Selected text:
Segment Open

Over the past few months, cyberattacks against devices protected by Pulse Secure VPN have surged. These attacks happened in the aftermath of the SolarWinds breach, which affected, among others, numerous government agencies.
Government agencies use VPN technology to shield themselves from threats in the online environment. VPN risks come with high stakes for government agencies: malicious actors can steal personal information, access credentials, and cause widespread damage.
What the Pulse Secure incident means
Since the beginning of the COVID-19 pandemic, working from home has been on the rise and VPN attacks have followed suit. According to a report from Digital Shadows, organizations should regularly patch VPN and other entry-point devices and software, as attacks could allow threat groups to gain access to target networks. This threat vector is so valuable to cybercriminals that it’s in the top three most-listed items for sale on hacker forums.
Several groups were identified as the perpetrators of the cyberattack against Pulse Secure VPN devices, some with potential links to the Russian and Chinese governments. What the Pulse Secure VPN indicates is that VPNs, although a handy solution, have exploitable vulnerabilities that can impact the public sector severely.
How governments unwittingly allow malicious actors to hack their networks
These incidents highlight two crucial threat vectors for that are often targeted: technology, and personnel.

Segment Closed

Records excerpted from a collection:
Segment Open

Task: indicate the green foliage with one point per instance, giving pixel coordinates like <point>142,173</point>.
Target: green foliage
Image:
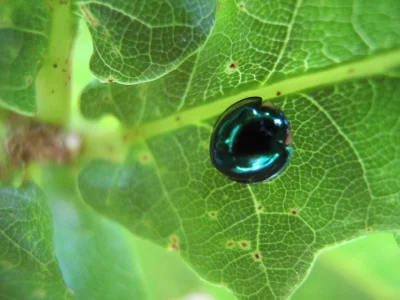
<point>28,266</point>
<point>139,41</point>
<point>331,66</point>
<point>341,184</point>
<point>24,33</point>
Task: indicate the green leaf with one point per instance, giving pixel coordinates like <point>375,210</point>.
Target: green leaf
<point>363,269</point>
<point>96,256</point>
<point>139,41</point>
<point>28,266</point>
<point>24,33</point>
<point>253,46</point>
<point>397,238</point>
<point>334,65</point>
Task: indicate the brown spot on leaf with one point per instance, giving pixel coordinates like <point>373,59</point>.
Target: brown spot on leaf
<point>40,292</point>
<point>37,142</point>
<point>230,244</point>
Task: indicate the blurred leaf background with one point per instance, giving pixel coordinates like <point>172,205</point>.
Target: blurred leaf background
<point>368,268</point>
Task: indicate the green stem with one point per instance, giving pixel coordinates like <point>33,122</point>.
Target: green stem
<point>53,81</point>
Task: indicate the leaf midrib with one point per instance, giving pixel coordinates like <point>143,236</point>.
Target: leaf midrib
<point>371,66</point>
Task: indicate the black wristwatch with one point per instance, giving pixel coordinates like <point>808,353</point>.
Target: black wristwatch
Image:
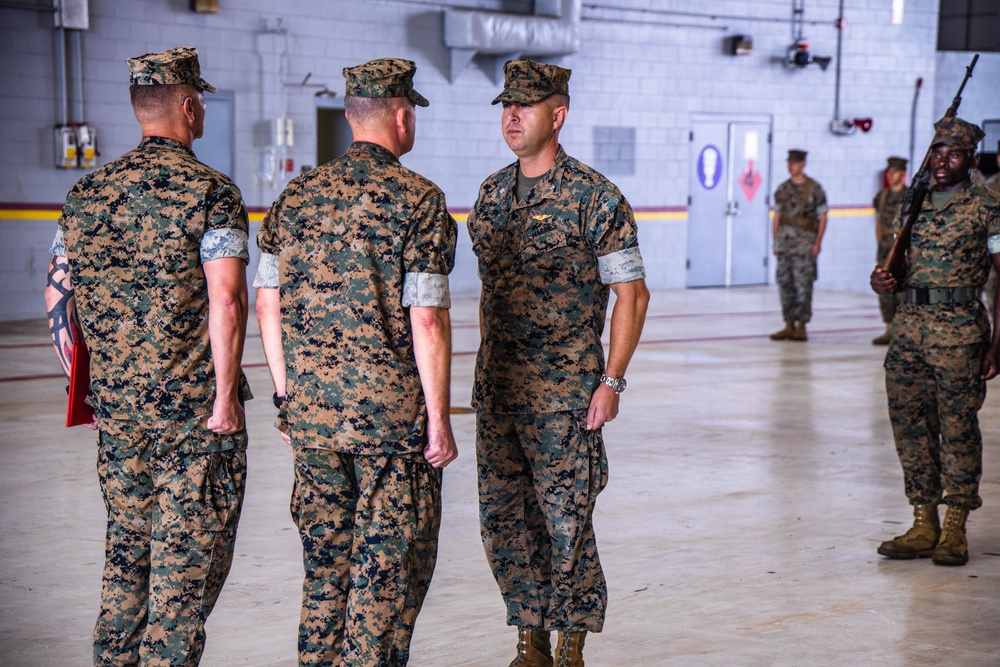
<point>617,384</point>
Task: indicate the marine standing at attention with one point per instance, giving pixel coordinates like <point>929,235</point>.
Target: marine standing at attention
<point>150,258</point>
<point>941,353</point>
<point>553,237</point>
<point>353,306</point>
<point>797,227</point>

Segment Closed
Segment Open

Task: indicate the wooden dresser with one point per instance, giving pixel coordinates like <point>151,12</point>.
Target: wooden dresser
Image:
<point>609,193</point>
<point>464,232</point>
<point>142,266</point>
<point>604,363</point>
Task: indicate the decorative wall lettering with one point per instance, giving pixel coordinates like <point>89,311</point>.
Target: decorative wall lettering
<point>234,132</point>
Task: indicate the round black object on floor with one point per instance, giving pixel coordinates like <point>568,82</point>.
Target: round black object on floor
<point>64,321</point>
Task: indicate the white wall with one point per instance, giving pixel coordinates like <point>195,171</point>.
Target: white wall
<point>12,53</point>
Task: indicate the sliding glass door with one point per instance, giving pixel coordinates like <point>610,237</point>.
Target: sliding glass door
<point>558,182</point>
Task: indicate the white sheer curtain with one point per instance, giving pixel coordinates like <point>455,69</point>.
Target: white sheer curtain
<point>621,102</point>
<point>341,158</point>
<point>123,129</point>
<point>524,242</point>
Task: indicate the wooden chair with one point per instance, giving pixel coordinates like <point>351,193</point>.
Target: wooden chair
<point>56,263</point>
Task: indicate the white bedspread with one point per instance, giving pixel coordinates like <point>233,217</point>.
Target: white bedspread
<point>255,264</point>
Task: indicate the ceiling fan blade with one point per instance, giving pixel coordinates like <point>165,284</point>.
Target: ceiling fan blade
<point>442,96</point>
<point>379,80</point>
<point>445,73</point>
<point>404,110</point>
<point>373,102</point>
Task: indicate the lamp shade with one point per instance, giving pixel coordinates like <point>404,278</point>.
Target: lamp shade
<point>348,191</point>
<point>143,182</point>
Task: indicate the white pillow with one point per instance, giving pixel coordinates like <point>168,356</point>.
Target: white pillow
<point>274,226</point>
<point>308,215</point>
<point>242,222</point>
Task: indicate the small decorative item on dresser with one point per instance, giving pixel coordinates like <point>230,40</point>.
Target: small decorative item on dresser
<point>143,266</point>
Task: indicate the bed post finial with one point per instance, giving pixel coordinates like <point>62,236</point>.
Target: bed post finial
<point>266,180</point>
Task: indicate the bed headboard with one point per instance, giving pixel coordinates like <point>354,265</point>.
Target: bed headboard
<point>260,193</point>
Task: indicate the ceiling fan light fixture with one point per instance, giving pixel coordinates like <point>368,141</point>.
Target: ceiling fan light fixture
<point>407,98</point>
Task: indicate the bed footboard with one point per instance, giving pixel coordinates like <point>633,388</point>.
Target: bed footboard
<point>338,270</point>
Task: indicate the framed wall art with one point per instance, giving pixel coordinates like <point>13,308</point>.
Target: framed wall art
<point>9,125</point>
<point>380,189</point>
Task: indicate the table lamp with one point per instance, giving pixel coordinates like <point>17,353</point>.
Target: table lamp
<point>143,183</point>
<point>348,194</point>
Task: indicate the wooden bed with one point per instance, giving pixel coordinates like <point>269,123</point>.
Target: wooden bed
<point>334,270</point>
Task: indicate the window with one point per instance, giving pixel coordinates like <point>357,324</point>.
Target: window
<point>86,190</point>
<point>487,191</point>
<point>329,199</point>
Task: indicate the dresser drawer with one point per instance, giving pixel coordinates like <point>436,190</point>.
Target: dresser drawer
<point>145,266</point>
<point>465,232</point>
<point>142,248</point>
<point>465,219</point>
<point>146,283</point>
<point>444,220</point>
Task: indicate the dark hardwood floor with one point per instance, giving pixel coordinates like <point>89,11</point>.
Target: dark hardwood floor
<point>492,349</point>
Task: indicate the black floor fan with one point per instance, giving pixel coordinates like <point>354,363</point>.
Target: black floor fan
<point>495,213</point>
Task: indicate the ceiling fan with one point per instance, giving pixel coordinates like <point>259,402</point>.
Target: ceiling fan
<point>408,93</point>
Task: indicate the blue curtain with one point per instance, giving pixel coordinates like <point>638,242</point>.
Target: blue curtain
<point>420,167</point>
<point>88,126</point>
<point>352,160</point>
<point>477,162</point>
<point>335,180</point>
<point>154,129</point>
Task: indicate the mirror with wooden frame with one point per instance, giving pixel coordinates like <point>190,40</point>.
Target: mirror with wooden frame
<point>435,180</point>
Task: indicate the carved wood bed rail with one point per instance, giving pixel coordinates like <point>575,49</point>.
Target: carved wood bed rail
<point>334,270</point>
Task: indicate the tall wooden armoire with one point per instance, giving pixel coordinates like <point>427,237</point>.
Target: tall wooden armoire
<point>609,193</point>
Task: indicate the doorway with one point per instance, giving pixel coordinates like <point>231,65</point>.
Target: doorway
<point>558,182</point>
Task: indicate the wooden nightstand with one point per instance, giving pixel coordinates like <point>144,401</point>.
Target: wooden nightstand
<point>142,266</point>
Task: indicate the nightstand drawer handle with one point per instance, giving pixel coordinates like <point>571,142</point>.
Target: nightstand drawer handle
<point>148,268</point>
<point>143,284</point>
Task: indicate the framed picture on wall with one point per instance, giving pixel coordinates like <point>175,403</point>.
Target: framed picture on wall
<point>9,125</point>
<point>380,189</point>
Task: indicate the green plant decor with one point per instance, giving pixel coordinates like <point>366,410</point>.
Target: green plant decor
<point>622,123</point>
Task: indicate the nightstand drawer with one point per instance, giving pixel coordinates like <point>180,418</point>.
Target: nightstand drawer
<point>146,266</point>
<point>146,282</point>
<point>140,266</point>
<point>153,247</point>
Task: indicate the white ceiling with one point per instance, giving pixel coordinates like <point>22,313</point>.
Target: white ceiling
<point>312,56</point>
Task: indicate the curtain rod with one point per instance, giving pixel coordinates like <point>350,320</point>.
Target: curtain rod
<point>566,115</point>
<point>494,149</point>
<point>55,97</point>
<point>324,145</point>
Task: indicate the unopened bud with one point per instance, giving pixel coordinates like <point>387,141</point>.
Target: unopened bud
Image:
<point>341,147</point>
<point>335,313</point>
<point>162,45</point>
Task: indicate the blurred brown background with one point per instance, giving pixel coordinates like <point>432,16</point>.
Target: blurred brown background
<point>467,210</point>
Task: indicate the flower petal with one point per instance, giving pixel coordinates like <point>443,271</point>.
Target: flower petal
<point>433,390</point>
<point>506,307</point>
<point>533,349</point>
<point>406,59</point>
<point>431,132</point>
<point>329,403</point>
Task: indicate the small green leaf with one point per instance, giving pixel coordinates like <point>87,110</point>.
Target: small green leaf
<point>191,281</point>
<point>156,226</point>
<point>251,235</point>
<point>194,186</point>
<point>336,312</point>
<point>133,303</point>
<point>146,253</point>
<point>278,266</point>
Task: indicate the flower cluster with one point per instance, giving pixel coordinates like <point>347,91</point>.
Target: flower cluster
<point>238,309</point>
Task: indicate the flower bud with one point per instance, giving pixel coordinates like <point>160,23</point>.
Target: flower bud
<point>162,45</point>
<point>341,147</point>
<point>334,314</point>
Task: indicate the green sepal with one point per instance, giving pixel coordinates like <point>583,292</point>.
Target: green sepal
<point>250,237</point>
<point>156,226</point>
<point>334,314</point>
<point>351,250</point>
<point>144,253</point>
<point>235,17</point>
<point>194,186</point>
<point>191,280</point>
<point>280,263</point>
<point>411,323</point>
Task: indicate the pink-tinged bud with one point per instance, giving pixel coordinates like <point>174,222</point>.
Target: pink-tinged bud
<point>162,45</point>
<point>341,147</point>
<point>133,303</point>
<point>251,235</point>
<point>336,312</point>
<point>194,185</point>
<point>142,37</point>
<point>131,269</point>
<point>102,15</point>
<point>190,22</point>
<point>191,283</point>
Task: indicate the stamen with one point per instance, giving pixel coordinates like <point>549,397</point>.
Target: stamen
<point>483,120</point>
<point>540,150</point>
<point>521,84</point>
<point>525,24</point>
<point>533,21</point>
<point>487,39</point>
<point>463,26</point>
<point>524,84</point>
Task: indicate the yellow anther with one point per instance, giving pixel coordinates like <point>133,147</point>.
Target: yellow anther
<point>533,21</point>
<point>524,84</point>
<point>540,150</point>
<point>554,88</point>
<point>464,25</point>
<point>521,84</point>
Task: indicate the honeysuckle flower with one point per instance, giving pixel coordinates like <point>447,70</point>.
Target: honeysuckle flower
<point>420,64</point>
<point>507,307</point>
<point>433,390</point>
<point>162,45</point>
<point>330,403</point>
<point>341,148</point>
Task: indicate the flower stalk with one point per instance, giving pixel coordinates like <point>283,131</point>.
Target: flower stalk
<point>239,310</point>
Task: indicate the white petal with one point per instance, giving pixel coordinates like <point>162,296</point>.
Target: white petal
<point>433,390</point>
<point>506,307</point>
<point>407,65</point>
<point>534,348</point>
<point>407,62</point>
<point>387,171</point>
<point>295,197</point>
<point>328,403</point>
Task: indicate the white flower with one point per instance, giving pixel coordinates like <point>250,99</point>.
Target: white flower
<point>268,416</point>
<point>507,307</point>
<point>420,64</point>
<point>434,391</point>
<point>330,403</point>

Segment Closed
Segment Open

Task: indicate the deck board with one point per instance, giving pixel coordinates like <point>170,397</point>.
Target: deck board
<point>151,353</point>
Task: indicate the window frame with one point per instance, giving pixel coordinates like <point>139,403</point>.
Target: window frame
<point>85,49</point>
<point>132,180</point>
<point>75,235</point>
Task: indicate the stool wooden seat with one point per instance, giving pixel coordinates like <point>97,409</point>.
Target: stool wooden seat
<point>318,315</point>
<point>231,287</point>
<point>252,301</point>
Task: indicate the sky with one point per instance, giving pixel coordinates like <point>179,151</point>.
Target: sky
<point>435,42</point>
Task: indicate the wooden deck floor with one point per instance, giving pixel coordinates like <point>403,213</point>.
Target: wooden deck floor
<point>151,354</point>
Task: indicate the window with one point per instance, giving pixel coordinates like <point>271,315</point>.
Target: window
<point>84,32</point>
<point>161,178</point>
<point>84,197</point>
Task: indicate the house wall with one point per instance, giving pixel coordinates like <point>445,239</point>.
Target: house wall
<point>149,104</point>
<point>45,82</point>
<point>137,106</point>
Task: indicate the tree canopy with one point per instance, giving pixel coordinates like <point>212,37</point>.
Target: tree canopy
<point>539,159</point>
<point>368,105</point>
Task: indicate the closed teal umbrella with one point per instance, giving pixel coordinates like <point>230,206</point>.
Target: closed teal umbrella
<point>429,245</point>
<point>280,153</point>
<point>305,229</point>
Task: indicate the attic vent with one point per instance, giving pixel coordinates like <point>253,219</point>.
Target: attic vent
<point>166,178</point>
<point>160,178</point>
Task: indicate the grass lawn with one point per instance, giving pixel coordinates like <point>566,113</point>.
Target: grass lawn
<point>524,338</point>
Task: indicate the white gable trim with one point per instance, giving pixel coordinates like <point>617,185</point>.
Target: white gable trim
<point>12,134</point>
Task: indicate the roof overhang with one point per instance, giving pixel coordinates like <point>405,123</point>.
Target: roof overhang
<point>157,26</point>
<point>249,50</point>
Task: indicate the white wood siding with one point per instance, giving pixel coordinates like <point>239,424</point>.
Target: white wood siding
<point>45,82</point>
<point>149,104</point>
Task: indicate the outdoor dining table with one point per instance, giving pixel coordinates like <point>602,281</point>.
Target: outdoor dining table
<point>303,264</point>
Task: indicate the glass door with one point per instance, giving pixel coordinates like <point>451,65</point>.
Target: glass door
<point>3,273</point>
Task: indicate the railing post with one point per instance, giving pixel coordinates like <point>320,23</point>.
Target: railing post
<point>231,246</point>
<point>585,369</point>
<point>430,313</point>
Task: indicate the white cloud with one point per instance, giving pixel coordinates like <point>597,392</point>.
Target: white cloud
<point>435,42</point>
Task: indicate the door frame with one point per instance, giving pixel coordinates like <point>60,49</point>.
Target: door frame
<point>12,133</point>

Segment Closed

Work request 1:
In the text on VPN attacks, where does the VPN threat vector rank among items listed for sale on hacker forums?
Work request 2:
Summarize the text on VPN attacks in two sentences.
Work request 3:
Transcribe the part of the text on VPN attacks that opens with the words containing "Several groups were" and closes with "public sector severely.".

Your response 1:
It is in the top three most-listed items for sale on hacker forums.

Your response 2:
Cyberattacks against devices protected by Pulse Secure VPN have surged in recent months, following the SolarWinds breach. The attacks show that VPNs carry exploitable vulnerabilities that can severely impact government agencies, which rely on them for protection.

Your response 3:
Several groups were identified as the perpetrators of the cyberattack against Pulse Secure VPN devices, some with potential links to the Russian and Chinese governments. What the Pulse Secure VPN indicates is that VPNs, although a handy solution, have exploitable vulnerabilities that can impact the public sector severely.